Text provided —
.....
Parenting a Child with Disabilities
First Most Important Guideline: This is not about you. So don’t measure your success by whether or not your child is behaving well. Your child’s nervous system is more like yours than different than yours. He/she will go toward what feels good and is easy, just as yours does. They are trying to manipulate you to get what they want. They do this to feel good not to get over on you. Their thinking is about themselves. They want to feel good. Do not take this personally. It is normal and natural for all children. It is your job to teach them how to get what they want in an appropriate manner, and how to wait for it and how to tolerate not getting what they want. This takes time and lots of patience. Also, slow down and take a moment to consider how clever your child is in getting his/her needs met.
Our job is to gently but firmly teach them the appropriate ways to ask for what they want, either verbally or physically. (It doesn’t matter if your child can’t verbally express their needs; you most likely have already begun to teach your child how to communicate his/her needs without words.)
What is the biggest difference between parenting a child with learning /behavioral / attentional / difficulties, is that these children don’t pick up appropriate ways of behaving from having role models. They need to be taught to behave in appropriate ways. Think of it as your child doesn’t know and needs to be taught. You might have the idea in your head that not everything needs to be taught but you would be wrong. Each child is an individual and “picks up on others behaviors” either in their own time or not at all. It is important for you as the parent to understand that this isn’t about you. You did nothing wrong and the “shoulds” in your head are getting in the way of you seeing your child as he/she is and recognizing what they need to learn in order to have friends and to successfully negotiate in this world in their own time. It will not happen on your time line so relax and enjoy the teaching. DO NOT TAKE IT PERSONALLY. YOU WILL GET THERE.
You wouldn’t punish or get frustrated with your kiddo because they don’t know how to add or subtract or read or write. You would teach them how to do it. It is the same for behavior. Some kids need to learn appropriate behavior. So, without judgments, teach them.
Start with where they are and break down what they need to learn into small manageable steps and teach each step toward the goal. Lose the idea of how long this “should” take and go with, “it takes as long as it takes”.
If you are in a situation where your child is behaving in ways that are inappropriate then you must gently and firmly, without emotion, (anger), and with consistently, tell them how you would like them to behave and what the consequences are for not following that direction will be, (hopefully you have already gone over this before so it is not new information and is not harsh and not punitive) and what the positive outcome is of compliance. Taking the time to practice is often very helpful. You might have to do this many times. It is very important that you follow through and do what you have said you would do. If you do not follow through even once you will have to start all over again, as now your child doesn’t believe you will do what you say you will do. They will not trust you. Trust is really important here. It is very disconcerting for a child, as it feels chaotic and lessens the comfort/security level your child needs to feel.
.....
Set problem a —
Copy the rows below word for word, from the line with "point per instance: man's head" through the last row.

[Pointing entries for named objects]
.....
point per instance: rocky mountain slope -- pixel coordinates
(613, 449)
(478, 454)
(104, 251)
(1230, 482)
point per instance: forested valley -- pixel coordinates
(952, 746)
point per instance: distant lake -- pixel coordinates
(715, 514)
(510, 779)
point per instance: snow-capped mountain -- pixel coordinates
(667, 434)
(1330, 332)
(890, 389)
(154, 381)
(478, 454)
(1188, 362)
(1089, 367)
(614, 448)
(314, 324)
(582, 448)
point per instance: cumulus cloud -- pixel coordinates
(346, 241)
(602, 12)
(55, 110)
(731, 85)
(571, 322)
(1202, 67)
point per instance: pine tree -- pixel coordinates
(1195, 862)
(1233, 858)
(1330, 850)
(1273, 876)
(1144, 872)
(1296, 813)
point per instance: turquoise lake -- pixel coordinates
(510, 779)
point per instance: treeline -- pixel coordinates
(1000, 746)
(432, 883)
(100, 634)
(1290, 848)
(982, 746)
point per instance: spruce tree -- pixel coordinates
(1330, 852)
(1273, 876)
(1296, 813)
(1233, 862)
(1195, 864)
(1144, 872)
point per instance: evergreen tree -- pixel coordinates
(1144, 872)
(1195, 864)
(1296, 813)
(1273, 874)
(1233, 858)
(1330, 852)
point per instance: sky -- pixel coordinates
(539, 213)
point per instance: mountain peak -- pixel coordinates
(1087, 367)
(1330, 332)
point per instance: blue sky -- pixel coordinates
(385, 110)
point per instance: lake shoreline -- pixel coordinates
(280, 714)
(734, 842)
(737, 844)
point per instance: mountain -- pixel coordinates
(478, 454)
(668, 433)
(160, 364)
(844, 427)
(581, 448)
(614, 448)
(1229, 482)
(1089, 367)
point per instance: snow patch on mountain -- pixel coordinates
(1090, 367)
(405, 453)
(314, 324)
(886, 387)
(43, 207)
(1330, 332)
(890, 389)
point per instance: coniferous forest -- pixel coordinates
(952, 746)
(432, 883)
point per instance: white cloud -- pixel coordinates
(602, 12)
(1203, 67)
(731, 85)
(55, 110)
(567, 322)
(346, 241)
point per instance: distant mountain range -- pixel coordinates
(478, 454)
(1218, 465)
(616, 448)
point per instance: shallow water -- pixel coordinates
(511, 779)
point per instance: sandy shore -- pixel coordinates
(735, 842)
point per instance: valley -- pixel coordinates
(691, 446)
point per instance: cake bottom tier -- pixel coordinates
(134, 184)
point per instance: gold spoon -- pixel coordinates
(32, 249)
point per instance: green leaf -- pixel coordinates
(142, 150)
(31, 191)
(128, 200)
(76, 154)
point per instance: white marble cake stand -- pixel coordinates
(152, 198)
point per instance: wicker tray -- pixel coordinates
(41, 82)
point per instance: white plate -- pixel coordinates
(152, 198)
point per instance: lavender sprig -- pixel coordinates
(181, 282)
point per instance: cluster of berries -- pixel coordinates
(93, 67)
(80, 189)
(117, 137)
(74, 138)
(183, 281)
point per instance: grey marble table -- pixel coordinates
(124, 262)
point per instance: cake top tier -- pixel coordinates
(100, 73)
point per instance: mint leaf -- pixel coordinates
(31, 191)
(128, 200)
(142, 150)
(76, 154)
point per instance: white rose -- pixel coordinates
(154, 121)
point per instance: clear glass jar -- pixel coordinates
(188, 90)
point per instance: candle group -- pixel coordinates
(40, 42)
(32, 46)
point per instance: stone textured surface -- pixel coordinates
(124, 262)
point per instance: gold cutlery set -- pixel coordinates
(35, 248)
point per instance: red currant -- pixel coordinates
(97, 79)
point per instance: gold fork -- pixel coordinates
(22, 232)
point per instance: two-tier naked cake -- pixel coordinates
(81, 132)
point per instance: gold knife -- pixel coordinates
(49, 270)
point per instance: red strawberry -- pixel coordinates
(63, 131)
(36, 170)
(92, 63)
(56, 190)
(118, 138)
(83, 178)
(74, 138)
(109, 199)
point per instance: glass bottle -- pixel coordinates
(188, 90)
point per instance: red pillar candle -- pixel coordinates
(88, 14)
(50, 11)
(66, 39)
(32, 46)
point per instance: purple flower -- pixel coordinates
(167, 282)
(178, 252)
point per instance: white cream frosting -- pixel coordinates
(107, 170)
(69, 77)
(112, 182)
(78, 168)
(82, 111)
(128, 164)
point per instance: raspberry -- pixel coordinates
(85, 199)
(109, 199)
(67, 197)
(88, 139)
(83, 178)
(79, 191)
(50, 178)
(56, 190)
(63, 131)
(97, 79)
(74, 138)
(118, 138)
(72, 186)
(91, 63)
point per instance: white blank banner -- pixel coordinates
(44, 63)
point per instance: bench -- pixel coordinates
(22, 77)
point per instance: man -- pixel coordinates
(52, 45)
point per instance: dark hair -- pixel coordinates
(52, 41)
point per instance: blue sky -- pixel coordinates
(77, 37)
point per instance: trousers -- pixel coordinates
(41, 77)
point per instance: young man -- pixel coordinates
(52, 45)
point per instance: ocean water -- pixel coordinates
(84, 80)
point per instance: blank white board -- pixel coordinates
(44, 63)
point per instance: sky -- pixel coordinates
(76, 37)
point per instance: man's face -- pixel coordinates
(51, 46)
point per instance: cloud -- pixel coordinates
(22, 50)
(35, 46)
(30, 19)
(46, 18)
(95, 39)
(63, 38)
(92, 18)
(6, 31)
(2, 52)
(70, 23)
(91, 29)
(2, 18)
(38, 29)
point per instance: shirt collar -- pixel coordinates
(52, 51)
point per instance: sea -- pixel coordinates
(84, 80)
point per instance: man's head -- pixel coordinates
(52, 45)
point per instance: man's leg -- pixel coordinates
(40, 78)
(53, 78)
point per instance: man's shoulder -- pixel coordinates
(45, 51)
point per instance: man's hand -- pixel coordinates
.....
Set problem b —
Pick up the text on parenting a child with disabilities where it stops, and keep writing in the same voice.

Output a —
point per instance: man's head -- pixel coordinates
(52, 45)
point per instance: man's leg -- pixel coordinates
(40, 78)
(53, 78)
point per instance: man's shoulder -- pixel coordinates
(45, 51)
point per instance: man's hand -- pixel coordinates

Output b —
IMPORTANT TO NOTE; having good consistent boundaries that you communicate to your child helps your children to feel safe.) Children will not “HATE” you for having rules. You want your child to know that you are someone they can depend on, who cares enough to do what needs to be done to keep them safe.
You will not have to come up with consequences on your own, as the natural consequence is often enough of a deterrent but if not, than come up with something that either you have decided on with your child and/or with your partner, that is somewhat connected to the situation and is small. (If it feels too big and punishing it will be difficult to do more than once and it won’t fit the situation, i.e. feel fair).
Take good care of yourself by having a supportive system in place for yourself…and trust that your child really does want to do the right thing but might need some, or a lot of reinforcement and consistency in order to get there.
Keep a belief in your heart that this will work and your child will change his/her negative behavior into a positive one. Give lots of positive feedback for appropriate behaviors and little to no attention to negative behaviors. Remember for many children attention is what they want and it doesn’t matter if it is positive or negative. So use this to shape your child’s behavior by only reinforcing the behavior you want.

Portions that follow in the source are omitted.